Start of ITEMS
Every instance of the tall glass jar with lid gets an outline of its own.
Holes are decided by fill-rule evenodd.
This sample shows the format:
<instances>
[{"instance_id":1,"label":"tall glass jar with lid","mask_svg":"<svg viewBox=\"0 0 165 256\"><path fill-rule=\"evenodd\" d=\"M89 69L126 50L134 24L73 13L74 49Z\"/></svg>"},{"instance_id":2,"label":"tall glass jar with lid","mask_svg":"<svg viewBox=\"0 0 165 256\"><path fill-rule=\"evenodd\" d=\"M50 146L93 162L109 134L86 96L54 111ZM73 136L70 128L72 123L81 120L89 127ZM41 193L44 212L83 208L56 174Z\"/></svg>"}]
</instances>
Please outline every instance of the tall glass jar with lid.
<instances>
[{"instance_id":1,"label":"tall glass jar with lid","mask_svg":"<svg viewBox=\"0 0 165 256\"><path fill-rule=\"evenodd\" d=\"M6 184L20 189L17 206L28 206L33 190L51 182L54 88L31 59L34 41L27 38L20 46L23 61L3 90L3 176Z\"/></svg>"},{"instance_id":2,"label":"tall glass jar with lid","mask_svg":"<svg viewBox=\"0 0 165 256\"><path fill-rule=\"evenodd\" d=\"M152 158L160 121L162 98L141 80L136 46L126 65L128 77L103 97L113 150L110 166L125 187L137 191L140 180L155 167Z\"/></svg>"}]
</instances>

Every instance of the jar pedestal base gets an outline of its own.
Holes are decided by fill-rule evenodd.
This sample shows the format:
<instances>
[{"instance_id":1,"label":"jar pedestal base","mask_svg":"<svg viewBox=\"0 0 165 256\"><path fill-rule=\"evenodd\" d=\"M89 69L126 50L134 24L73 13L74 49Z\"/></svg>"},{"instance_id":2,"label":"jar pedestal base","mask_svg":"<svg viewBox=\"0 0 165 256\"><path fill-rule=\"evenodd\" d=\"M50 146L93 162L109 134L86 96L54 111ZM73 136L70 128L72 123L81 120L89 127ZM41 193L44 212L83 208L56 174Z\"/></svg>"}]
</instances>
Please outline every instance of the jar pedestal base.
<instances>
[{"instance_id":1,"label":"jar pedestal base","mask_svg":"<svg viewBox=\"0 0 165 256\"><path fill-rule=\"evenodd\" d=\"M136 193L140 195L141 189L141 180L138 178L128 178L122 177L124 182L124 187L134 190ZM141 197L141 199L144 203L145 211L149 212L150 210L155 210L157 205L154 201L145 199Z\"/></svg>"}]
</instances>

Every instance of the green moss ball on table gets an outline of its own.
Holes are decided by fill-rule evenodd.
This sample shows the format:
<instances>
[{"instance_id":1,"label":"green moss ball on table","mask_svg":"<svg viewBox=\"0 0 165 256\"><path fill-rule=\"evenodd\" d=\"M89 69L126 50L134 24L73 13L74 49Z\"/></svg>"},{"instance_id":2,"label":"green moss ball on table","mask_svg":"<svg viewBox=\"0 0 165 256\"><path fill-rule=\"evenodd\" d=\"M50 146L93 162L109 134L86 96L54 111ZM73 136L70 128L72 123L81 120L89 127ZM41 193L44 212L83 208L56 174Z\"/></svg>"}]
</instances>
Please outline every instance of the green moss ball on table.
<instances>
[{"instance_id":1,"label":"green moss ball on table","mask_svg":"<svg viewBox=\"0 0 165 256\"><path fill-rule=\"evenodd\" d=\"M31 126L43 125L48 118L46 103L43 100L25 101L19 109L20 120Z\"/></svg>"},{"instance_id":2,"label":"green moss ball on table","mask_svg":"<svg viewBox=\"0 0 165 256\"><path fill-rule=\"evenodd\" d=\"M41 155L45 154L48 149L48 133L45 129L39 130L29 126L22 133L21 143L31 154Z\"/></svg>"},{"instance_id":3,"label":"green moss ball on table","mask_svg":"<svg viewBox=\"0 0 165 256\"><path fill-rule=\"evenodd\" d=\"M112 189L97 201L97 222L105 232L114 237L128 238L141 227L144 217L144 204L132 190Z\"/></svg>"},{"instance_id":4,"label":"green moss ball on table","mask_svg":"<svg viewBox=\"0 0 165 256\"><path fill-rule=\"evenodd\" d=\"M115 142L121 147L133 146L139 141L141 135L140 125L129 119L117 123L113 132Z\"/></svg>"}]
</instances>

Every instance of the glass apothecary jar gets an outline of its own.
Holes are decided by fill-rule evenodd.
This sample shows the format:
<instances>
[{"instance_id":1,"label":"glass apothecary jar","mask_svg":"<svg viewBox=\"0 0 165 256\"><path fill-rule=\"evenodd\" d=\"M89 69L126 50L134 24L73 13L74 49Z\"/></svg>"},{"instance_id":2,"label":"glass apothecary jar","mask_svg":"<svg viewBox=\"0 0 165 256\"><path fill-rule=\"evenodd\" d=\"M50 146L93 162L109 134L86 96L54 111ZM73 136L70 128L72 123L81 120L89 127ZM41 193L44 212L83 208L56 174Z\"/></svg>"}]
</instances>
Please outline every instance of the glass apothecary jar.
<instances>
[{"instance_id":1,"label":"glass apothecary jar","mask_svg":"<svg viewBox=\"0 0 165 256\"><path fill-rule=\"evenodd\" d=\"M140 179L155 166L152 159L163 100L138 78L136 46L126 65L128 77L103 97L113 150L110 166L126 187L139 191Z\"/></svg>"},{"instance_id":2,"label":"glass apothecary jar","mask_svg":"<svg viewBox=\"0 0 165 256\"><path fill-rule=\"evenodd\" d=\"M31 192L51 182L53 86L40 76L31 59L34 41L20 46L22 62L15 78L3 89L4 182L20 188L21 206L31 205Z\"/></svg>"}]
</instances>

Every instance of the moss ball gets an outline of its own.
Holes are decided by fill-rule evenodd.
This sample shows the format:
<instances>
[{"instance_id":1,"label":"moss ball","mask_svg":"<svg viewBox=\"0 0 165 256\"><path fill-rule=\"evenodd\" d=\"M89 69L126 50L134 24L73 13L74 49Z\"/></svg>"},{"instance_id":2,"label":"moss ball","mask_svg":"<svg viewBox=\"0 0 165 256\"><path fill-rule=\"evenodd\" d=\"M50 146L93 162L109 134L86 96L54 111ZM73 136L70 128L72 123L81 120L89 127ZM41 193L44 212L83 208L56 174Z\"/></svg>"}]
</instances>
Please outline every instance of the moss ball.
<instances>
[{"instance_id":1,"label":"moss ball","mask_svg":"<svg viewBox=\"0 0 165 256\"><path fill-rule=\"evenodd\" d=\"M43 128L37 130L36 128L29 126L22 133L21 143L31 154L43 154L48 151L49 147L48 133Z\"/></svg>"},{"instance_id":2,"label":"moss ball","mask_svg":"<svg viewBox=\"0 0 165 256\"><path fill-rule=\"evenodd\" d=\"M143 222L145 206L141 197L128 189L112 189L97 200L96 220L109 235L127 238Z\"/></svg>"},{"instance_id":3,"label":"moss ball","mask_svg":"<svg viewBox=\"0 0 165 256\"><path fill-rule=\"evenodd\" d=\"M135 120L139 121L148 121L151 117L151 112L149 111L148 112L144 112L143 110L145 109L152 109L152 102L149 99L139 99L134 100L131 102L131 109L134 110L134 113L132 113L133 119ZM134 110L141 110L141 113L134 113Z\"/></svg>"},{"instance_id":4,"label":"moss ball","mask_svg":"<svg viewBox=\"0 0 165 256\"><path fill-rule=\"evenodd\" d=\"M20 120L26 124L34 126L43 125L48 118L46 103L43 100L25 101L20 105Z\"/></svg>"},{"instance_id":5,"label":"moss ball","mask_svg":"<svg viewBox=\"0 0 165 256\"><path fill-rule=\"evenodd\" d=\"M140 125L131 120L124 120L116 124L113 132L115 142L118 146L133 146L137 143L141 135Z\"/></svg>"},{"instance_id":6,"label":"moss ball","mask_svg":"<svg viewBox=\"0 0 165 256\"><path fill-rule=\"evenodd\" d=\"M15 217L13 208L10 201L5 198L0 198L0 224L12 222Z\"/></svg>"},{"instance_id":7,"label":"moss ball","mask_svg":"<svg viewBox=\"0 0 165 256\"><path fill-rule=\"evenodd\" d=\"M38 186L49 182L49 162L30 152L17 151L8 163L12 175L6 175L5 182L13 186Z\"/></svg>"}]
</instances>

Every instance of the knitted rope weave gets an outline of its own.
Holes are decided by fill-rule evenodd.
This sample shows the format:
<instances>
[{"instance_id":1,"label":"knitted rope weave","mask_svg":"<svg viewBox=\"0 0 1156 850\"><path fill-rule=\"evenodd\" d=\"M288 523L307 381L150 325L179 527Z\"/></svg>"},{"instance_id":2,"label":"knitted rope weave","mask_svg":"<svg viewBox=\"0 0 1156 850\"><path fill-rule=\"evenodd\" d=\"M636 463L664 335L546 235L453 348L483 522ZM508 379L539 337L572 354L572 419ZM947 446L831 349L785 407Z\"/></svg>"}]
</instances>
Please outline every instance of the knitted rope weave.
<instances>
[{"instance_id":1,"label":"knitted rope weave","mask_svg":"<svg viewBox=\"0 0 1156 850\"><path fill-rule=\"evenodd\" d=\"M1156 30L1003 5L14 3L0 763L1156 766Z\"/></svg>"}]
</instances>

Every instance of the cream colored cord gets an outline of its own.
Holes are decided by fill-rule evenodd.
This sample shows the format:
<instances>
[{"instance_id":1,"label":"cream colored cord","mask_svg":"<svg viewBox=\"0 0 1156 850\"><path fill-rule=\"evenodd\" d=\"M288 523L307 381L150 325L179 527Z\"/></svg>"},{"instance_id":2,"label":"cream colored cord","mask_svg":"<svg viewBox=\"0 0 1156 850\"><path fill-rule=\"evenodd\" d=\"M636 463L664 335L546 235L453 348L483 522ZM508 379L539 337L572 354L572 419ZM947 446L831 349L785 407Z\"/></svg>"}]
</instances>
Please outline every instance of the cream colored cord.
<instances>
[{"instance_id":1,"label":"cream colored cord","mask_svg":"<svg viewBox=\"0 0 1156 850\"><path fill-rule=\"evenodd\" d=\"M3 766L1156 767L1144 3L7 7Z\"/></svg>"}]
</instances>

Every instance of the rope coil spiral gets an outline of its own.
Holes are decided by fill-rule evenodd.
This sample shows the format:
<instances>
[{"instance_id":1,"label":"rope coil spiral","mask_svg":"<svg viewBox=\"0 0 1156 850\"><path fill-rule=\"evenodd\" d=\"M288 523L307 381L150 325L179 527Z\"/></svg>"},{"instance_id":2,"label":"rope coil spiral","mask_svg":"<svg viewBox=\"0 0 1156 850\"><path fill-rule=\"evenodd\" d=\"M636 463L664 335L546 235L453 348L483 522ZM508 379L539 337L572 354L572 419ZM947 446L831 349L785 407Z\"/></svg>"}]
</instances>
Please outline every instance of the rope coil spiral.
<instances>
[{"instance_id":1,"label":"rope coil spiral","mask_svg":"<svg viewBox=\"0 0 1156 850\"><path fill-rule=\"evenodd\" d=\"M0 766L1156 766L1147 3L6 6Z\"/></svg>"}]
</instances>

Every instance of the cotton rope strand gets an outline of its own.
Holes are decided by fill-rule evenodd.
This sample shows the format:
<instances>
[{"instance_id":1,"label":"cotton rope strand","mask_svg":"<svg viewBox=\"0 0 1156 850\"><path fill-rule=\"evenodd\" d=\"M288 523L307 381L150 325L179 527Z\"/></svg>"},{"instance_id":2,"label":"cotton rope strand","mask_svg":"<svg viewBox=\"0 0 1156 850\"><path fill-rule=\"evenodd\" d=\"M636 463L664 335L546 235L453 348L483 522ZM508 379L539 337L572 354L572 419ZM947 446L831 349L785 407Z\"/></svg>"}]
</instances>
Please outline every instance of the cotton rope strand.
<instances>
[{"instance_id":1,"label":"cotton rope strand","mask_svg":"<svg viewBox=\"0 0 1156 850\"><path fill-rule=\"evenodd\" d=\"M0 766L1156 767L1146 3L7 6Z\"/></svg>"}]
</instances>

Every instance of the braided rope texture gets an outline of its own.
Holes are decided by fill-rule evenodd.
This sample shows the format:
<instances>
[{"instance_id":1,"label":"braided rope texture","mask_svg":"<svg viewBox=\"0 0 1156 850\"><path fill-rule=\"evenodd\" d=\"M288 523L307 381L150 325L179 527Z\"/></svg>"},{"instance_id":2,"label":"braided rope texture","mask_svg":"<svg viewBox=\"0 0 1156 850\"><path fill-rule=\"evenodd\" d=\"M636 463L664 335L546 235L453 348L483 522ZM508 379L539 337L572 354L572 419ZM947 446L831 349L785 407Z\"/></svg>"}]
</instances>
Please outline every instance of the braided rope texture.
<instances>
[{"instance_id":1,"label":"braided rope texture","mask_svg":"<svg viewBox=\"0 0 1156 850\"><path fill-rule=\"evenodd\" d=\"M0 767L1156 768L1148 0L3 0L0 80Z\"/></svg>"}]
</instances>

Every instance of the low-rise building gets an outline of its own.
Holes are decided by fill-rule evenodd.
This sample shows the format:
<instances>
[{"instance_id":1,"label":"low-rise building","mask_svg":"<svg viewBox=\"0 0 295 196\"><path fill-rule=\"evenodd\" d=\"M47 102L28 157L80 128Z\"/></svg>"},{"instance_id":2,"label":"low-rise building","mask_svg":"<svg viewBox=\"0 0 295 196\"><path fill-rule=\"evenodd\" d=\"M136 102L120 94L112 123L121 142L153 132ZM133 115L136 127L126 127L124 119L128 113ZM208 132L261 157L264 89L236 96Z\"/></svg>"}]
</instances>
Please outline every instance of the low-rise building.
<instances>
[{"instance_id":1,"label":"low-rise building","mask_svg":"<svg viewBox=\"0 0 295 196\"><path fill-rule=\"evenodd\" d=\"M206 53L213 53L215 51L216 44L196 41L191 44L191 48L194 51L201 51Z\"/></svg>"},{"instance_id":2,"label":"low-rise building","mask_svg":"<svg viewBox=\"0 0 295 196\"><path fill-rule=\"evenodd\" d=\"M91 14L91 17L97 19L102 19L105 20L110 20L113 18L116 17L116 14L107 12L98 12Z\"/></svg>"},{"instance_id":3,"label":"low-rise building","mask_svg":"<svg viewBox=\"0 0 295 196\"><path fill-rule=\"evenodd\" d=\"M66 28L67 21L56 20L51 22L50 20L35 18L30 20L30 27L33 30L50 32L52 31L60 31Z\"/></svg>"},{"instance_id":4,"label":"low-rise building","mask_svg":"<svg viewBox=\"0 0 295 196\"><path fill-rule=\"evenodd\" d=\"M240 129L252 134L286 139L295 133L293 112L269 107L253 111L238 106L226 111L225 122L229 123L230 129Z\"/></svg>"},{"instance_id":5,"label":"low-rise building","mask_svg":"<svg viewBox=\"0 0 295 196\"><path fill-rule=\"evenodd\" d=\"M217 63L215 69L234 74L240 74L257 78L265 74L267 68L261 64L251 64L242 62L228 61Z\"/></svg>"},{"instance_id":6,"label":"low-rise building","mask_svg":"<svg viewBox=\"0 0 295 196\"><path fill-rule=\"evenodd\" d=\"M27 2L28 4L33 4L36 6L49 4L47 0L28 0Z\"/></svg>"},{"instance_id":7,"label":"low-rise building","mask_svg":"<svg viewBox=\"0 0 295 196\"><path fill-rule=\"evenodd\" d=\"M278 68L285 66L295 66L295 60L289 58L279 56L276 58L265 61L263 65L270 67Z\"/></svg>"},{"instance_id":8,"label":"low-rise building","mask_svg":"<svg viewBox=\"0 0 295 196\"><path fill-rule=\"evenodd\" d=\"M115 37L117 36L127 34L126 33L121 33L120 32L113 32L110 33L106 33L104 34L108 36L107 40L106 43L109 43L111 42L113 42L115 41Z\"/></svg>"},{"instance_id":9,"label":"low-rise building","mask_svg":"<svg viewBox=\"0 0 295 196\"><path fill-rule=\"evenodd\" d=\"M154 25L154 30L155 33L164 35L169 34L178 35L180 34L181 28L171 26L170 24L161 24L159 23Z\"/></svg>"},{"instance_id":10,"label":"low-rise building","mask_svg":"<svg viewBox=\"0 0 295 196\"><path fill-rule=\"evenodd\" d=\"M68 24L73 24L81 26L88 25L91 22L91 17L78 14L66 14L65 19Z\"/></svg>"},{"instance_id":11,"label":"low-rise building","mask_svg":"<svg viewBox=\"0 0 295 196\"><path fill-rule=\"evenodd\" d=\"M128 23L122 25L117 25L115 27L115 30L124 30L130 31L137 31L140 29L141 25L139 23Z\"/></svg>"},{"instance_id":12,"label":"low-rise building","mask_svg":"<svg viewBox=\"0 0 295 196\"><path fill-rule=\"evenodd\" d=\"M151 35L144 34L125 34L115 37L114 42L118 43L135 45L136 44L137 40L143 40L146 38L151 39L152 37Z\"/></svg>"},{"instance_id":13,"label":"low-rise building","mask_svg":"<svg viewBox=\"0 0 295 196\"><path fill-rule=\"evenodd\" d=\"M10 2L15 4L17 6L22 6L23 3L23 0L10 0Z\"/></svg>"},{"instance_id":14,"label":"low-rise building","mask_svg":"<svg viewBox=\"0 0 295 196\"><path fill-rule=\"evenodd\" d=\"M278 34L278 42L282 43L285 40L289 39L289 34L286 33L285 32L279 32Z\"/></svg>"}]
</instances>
End of ITEMS
**GIVEN REQUEST**
Identify every line in the records above that contains the word "weave", and copy each of those lines in full.

**FINAL ANSWER**
Every instance of the knitted rope weave gets an outline of its own.
[{"instance_id":1,"label":"knitted rope weave","mask_svg":"<svg viewBox=\"0 0 1156 850\"><path fill-rule=\"evenodd\" d=\"M288 523L307 381L150 325L179 527Z\"/></svg>"},{"instance_id":2,"label":"knitted rope weave","mask_svg":"<svg viewBox=\"0 0 1156 850\"><path fill-rule=\"evenodd\" d=\"M636 463L664 335L546 235L453 348L483 522ZM508 379L539 337L572 354L572 419ZM947 446L831 349L785 407Z\"/></svg>"}]
Please outline every instance of the knitted rope weave.
[{"instance_id":1,"label":"knitted rope weave","mask_svg":"<svg viewBox=\"0 0 1156 850\"><path fill-rule=\"evenodd\" d=\"M1156 30L1003 5L14 3L0 763L1156 766Z\"/></svg>"}]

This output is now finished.